● Problem details
Each line in the records below that has the word "hair" should be copied.

● Supplied data
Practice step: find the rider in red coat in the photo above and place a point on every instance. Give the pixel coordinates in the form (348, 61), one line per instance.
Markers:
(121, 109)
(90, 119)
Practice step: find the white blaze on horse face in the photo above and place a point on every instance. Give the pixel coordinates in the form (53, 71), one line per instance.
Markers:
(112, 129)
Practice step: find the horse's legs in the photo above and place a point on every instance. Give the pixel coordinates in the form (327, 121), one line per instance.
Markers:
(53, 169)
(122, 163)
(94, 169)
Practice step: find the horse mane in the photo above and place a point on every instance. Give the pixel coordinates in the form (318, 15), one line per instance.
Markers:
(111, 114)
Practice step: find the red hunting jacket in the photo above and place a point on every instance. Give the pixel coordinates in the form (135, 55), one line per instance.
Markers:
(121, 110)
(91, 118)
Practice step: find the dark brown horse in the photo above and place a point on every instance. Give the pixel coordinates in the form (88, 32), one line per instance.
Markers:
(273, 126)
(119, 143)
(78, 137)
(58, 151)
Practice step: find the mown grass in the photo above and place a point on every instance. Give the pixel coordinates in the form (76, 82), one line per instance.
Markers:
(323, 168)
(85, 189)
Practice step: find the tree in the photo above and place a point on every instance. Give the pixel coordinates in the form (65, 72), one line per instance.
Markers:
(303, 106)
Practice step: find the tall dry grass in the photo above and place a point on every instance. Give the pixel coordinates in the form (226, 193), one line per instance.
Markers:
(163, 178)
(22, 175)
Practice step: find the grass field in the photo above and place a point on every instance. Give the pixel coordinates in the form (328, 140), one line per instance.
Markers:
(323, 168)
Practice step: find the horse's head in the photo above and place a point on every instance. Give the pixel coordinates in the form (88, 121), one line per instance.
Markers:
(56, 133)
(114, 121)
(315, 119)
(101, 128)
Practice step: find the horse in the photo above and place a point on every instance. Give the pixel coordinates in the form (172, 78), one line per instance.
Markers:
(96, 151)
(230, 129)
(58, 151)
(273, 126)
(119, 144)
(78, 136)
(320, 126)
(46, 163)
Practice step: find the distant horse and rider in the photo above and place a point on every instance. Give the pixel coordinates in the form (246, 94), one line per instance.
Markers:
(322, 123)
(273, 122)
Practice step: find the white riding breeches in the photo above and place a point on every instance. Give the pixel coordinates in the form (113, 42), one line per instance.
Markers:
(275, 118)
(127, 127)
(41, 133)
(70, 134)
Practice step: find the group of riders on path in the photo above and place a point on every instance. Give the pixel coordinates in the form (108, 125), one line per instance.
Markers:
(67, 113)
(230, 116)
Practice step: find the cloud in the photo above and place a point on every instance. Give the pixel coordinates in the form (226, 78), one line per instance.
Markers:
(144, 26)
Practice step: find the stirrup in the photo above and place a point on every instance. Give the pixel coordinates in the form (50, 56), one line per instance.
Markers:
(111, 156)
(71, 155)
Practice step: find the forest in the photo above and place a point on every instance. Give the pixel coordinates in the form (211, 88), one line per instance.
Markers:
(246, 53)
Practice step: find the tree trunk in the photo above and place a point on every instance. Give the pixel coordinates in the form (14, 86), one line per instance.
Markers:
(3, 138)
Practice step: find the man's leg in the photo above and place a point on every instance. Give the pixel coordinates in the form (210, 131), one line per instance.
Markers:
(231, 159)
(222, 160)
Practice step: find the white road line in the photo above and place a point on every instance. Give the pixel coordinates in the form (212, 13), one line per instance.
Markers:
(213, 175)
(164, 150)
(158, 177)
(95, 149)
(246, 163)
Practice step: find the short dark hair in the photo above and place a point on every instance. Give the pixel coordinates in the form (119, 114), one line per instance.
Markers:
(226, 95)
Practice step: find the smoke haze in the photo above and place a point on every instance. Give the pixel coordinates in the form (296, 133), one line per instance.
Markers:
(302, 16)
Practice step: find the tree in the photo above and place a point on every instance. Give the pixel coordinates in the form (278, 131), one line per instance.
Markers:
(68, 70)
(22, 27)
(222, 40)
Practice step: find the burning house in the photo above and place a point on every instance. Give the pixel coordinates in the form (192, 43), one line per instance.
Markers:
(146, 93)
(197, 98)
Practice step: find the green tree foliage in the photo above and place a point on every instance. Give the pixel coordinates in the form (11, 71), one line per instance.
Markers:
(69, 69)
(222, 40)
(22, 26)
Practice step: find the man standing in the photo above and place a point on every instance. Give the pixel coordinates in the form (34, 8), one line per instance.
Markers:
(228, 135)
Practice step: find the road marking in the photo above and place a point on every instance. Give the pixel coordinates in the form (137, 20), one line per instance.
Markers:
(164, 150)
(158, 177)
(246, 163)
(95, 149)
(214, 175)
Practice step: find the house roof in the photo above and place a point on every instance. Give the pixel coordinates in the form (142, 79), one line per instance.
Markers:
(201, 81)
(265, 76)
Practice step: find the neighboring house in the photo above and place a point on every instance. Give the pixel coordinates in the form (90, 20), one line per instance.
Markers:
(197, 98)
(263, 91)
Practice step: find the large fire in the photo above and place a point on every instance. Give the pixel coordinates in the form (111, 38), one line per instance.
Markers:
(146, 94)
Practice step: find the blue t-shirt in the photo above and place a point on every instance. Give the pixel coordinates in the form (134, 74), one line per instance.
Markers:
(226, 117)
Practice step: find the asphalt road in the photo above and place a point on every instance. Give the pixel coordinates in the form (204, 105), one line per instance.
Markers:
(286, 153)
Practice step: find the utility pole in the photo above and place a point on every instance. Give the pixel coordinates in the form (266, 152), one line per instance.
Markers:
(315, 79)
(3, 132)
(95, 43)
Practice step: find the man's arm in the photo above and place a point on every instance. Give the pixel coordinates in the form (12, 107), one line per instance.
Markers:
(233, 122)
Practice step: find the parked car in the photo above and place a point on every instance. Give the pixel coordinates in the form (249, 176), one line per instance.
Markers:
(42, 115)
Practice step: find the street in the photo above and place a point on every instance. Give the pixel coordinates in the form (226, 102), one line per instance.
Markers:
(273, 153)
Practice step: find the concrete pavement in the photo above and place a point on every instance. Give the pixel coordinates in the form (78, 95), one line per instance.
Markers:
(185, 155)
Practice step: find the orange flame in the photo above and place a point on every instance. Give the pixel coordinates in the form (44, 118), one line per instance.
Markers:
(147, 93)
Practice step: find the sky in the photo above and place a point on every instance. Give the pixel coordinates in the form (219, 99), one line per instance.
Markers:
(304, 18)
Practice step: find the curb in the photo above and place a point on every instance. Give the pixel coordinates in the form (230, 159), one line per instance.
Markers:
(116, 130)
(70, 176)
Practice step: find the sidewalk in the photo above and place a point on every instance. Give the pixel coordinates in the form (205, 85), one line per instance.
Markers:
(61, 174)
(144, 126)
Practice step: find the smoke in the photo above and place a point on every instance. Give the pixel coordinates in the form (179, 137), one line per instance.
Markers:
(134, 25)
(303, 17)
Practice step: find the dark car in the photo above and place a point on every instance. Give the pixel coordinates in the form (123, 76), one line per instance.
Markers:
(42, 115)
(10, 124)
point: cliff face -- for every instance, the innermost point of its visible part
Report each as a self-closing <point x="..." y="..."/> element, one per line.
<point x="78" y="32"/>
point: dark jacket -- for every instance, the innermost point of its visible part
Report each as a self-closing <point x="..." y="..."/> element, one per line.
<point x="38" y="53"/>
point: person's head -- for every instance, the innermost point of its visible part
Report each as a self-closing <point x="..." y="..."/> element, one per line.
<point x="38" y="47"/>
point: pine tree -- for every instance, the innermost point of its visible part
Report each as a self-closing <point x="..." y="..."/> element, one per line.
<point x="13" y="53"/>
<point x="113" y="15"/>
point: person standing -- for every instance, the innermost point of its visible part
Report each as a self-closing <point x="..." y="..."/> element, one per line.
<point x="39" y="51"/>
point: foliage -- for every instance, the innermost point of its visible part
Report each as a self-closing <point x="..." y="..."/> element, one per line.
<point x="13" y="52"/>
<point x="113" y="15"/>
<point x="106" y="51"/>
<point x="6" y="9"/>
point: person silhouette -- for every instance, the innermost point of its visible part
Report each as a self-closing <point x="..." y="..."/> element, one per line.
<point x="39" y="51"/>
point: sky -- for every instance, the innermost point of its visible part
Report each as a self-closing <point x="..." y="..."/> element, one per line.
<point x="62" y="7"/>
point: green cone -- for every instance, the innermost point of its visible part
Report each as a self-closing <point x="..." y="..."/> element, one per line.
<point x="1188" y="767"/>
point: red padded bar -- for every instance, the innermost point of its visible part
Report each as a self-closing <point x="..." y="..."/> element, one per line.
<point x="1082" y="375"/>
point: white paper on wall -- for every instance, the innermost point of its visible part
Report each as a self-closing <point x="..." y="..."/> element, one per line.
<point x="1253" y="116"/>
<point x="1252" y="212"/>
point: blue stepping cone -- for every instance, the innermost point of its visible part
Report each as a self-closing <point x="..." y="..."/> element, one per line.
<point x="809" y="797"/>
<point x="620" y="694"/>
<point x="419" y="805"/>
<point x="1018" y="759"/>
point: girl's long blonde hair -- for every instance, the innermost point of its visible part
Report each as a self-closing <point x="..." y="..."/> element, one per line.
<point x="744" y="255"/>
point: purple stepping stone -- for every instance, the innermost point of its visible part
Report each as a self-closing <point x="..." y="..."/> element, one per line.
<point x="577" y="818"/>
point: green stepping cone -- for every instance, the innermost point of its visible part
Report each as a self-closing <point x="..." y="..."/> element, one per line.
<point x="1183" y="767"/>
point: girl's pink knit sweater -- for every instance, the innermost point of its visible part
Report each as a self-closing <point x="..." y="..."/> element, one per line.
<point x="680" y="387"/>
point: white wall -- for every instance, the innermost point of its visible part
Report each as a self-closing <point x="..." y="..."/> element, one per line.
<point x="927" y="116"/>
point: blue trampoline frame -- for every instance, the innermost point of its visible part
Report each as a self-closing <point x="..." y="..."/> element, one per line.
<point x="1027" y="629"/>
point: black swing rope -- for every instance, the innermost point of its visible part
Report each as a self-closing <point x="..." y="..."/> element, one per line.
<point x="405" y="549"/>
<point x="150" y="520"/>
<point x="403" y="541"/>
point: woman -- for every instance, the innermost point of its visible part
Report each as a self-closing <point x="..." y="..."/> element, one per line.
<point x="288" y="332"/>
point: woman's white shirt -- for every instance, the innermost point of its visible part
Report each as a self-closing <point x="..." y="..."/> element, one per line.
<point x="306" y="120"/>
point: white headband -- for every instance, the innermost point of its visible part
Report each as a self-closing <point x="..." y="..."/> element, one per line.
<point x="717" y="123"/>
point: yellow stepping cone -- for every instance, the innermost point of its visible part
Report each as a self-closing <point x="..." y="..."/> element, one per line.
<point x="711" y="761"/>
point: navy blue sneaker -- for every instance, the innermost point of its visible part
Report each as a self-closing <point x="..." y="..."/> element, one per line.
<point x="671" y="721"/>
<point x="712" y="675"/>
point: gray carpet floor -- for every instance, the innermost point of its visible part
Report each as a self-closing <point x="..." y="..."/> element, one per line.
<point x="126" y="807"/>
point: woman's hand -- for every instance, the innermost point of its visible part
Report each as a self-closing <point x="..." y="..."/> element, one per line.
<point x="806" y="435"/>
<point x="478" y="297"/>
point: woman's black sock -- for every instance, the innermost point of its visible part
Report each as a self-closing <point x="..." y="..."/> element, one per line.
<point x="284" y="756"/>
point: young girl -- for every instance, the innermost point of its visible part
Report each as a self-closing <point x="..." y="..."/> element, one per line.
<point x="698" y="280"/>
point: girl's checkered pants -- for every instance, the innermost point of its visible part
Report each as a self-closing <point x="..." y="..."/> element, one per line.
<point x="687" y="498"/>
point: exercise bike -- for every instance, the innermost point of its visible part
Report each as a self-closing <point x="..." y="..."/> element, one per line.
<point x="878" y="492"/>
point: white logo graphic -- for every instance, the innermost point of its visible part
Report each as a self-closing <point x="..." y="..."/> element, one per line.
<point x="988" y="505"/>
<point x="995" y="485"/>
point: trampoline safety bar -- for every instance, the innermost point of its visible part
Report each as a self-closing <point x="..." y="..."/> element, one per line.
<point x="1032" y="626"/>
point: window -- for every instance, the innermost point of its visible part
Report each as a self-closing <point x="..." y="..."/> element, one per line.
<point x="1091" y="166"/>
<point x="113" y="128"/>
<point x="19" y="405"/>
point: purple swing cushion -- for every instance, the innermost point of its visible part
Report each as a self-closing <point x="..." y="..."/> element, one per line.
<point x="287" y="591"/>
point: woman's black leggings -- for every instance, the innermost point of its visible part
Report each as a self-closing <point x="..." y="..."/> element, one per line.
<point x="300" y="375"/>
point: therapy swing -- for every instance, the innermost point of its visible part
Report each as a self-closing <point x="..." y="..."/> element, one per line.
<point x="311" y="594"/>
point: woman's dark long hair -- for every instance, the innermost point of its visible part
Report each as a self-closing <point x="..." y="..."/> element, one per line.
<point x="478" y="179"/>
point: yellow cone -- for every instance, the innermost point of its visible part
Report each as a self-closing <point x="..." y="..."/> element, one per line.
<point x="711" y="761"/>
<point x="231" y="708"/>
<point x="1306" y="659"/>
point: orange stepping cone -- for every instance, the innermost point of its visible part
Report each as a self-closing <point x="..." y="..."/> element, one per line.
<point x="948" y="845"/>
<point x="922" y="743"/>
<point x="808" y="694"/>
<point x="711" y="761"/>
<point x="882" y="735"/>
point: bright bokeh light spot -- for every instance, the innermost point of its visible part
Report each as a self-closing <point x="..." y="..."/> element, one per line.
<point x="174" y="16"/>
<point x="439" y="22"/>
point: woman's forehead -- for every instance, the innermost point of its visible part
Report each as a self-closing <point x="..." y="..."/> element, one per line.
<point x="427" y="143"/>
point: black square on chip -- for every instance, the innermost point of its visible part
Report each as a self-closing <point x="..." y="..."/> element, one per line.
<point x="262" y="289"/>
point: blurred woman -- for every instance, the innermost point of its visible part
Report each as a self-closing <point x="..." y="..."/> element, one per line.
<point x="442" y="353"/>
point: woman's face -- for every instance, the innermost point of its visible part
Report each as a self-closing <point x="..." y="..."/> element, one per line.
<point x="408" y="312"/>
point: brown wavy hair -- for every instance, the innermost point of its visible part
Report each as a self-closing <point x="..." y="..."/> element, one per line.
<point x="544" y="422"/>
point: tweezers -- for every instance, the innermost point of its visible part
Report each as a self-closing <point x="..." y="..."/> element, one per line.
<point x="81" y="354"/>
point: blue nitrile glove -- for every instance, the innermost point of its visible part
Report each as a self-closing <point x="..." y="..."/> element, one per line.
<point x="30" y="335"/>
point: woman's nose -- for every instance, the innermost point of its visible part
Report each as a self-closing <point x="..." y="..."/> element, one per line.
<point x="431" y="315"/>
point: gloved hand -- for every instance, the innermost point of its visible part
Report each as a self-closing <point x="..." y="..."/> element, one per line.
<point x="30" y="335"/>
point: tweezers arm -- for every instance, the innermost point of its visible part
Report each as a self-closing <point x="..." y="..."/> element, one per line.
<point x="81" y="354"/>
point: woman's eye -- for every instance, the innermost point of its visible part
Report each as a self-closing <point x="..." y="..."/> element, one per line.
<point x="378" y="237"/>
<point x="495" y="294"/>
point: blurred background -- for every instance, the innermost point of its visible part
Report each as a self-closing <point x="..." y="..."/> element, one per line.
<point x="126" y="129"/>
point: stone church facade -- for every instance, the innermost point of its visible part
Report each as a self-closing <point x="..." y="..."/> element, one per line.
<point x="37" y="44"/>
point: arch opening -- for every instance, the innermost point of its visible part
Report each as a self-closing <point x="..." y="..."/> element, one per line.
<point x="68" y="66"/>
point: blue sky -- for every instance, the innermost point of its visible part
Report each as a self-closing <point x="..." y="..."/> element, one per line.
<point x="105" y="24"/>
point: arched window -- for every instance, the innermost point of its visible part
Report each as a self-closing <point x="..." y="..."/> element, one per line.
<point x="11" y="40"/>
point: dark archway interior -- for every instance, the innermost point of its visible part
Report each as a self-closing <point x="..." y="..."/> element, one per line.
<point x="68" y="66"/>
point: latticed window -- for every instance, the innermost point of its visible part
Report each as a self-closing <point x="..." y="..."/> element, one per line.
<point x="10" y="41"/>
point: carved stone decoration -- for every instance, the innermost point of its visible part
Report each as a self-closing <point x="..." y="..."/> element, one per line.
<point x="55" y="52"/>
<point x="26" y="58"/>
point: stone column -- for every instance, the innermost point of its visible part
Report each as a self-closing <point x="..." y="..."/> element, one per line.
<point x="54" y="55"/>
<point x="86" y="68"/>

● Exercise solution
Practice step: find the short dark hair in the photo above and place a point on every instance. Give the pixel coordinates in the form (119, 114), one line per instance.
point: girl's long blonde hair -- for every instance, the innermost point of its visible part
point: woman's dark long hair -- for every instance, the innermost point of its visible part
point: brown wavy hair -- for every instance, the innermost point of its visible part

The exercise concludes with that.